- What you are asked to do
Locate every line in the items below that includes the word "distant", and copy each of those lines. Case counts.

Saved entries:
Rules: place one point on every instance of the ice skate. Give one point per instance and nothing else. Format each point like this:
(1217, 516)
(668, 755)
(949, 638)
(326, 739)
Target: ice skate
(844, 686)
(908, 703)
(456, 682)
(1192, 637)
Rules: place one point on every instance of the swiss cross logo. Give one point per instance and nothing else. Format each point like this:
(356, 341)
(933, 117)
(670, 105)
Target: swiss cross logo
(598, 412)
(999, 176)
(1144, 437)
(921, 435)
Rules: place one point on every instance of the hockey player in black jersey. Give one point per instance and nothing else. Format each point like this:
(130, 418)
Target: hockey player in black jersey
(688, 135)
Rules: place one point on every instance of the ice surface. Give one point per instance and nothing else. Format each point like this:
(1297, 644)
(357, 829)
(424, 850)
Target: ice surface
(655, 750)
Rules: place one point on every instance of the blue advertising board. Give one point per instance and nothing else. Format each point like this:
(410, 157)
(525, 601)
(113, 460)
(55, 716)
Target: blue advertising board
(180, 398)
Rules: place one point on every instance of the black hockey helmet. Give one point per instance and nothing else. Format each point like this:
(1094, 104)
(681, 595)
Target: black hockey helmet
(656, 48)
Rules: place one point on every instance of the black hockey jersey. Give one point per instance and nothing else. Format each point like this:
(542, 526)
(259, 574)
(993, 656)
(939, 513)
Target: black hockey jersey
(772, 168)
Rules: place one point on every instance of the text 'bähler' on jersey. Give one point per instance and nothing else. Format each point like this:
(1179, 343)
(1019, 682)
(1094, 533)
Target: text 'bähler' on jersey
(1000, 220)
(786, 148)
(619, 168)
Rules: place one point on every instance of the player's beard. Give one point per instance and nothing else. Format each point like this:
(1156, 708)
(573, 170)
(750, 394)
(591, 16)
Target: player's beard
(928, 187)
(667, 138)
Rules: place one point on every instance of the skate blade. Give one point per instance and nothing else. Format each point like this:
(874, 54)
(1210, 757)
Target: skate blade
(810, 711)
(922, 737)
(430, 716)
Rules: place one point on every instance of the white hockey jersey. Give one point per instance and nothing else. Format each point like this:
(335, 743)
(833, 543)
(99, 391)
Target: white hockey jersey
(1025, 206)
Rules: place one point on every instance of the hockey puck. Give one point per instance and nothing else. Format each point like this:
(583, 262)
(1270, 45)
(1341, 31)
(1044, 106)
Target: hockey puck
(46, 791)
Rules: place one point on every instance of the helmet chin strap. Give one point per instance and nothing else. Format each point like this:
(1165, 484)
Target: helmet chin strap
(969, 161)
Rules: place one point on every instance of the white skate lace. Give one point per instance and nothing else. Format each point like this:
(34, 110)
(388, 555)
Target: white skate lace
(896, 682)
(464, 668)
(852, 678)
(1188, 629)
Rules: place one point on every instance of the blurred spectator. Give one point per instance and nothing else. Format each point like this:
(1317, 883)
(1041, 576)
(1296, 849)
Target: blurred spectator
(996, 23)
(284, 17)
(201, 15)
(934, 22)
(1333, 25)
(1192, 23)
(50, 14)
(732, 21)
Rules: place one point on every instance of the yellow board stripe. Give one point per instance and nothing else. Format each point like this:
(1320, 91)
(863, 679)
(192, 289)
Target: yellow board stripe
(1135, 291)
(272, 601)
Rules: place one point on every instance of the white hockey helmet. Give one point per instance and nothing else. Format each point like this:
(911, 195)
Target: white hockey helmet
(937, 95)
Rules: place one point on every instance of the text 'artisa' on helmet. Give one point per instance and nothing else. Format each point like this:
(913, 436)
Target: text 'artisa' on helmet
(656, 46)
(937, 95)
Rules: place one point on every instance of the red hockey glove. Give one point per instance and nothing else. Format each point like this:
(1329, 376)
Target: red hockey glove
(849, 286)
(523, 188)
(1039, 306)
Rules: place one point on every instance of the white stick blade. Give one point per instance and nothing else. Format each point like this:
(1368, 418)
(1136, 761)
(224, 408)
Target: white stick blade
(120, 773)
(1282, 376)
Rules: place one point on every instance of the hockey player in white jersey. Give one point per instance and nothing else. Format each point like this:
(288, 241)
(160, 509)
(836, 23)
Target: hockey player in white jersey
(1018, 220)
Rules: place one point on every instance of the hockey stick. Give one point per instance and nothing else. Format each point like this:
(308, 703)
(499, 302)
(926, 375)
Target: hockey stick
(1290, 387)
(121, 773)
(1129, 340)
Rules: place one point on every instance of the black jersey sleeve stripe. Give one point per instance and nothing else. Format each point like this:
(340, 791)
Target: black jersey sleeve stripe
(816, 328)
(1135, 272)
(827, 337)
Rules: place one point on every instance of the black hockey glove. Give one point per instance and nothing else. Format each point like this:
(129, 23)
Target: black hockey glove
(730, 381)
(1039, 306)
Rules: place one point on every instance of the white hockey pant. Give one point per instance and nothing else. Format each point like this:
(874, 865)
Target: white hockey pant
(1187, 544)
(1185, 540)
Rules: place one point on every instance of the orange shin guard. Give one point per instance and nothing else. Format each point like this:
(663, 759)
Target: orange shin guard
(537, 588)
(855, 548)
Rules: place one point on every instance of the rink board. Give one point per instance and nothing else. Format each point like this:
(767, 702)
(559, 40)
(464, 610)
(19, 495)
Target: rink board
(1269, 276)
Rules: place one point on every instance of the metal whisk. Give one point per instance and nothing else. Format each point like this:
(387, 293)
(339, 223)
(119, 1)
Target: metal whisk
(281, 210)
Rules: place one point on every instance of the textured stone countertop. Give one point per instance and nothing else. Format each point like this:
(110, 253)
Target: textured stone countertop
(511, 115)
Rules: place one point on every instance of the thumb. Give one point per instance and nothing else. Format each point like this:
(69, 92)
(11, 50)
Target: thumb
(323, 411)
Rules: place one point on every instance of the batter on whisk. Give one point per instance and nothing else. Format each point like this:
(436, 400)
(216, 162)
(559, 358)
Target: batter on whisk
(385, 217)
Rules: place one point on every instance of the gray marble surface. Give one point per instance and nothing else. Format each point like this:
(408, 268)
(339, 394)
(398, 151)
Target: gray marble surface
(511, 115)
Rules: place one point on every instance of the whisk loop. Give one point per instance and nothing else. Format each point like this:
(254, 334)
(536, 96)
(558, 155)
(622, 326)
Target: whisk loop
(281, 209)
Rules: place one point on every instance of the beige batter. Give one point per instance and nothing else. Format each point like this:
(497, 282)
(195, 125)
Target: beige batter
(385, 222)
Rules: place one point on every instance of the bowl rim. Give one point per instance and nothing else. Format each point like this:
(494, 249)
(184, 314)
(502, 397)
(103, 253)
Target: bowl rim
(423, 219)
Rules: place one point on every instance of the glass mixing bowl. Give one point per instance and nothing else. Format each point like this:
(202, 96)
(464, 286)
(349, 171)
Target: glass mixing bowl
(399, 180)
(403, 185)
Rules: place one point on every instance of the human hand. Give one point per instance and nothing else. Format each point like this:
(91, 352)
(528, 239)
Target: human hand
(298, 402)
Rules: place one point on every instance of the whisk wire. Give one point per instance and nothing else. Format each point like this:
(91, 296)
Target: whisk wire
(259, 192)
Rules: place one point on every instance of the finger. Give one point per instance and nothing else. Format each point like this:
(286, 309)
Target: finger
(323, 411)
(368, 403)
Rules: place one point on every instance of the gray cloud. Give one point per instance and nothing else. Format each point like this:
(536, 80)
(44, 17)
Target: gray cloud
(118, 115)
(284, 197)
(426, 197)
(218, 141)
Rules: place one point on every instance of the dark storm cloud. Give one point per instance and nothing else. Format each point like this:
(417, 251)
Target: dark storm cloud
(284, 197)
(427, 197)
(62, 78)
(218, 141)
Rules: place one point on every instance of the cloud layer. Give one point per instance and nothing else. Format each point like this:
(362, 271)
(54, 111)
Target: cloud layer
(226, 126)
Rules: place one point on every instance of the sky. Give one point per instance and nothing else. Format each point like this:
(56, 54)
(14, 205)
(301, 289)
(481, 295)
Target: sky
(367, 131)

---

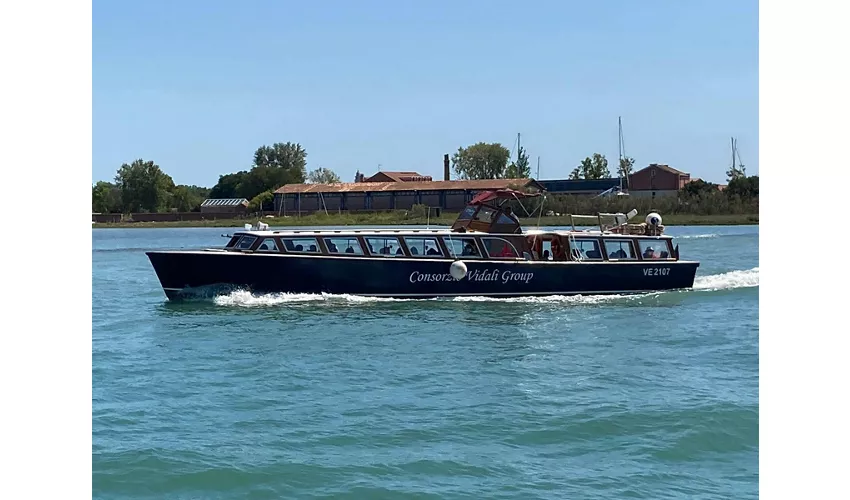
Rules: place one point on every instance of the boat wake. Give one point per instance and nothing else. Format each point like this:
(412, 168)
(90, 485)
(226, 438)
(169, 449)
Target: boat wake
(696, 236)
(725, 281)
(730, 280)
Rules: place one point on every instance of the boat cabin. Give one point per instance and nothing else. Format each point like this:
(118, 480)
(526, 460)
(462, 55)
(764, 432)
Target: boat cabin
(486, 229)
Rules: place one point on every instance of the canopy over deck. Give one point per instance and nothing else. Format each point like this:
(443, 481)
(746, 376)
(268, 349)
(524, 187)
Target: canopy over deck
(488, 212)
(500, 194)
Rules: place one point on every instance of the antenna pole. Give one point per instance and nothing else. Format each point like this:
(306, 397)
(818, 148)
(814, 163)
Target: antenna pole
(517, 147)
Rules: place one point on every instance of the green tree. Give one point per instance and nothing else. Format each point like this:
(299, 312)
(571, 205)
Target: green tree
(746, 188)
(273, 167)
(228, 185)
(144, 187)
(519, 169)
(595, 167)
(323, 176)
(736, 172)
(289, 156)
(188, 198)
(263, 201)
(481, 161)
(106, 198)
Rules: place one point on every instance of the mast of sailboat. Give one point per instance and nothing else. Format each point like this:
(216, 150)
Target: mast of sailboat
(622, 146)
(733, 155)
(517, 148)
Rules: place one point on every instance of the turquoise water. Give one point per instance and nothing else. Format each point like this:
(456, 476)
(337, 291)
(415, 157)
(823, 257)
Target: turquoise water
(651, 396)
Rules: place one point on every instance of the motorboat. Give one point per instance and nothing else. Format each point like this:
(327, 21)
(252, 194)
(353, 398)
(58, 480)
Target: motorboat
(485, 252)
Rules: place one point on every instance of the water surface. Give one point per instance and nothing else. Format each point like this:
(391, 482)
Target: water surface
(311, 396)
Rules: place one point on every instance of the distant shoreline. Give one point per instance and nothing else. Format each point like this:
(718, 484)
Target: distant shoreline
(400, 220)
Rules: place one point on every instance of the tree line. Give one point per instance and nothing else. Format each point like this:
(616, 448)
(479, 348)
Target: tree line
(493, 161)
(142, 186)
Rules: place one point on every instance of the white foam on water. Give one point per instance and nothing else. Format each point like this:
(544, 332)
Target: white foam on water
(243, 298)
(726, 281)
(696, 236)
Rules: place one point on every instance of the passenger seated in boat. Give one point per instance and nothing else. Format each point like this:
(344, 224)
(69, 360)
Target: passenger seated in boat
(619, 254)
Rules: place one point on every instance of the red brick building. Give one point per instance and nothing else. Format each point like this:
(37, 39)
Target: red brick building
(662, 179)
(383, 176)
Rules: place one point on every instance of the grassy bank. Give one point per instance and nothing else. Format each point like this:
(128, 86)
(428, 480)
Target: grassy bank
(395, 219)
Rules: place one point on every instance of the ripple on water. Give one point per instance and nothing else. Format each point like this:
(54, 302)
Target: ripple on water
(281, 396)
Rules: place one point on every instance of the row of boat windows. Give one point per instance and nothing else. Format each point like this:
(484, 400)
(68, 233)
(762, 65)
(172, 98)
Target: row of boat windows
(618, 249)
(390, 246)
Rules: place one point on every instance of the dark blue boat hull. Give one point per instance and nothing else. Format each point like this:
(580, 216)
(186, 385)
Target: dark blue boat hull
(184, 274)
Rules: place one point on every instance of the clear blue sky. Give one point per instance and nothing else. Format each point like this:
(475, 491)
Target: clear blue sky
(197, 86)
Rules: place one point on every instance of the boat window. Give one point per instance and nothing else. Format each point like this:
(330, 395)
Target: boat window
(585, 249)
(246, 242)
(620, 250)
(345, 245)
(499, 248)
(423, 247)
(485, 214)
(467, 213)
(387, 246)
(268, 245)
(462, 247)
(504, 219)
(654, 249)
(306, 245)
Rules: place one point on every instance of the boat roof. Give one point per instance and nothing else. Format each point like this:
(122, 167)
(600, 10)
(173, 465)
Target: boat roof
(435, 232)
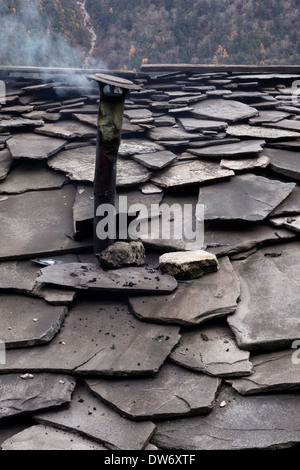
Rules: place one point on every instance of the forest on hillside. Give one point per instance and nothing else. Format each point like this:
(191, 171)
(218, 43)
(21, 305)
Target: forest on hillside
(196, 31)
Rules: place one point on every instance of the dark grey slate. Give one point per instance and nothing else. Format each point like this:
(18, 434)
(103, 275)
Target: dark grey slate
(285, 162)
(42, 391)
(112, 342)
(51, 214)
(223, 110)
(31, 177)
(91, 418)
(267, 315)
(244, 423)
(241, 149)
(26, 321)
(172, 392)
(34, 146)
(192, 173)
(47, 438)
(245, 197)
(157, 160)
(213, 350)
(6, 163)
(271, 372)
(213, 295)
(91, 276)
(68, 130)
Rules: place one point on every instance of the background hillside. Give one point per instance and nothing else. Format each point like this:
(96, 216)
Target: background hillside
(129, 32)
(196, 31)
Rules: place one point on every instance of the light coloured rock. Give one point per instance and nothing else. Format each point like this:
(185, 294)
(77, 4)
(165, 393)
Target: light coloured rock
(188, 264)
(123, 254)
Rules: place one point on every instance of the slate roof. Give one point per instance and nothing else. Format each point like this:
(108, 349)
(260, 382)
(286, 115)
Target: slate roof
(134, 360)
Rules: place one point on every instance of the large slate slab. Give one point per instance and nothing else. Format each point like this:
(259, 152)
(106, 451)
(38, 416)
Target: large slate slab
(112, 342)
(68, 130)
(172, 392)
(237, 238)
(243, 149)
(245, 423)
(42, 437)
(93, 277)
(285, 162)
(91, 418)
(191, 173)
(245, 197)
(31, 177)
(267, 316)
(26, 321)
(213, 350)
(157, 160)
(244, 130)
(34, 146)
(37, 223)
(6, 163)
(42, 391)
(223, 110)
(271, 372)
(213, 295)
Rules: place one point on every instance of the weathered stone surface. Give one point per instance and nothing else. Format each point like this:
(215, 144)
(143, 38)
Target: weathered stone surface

- Output of the task
Rules: place one point on every instance of the distant shoreline. Give one point per instance and nothing else. Format each point like this:
Target: distant shoreline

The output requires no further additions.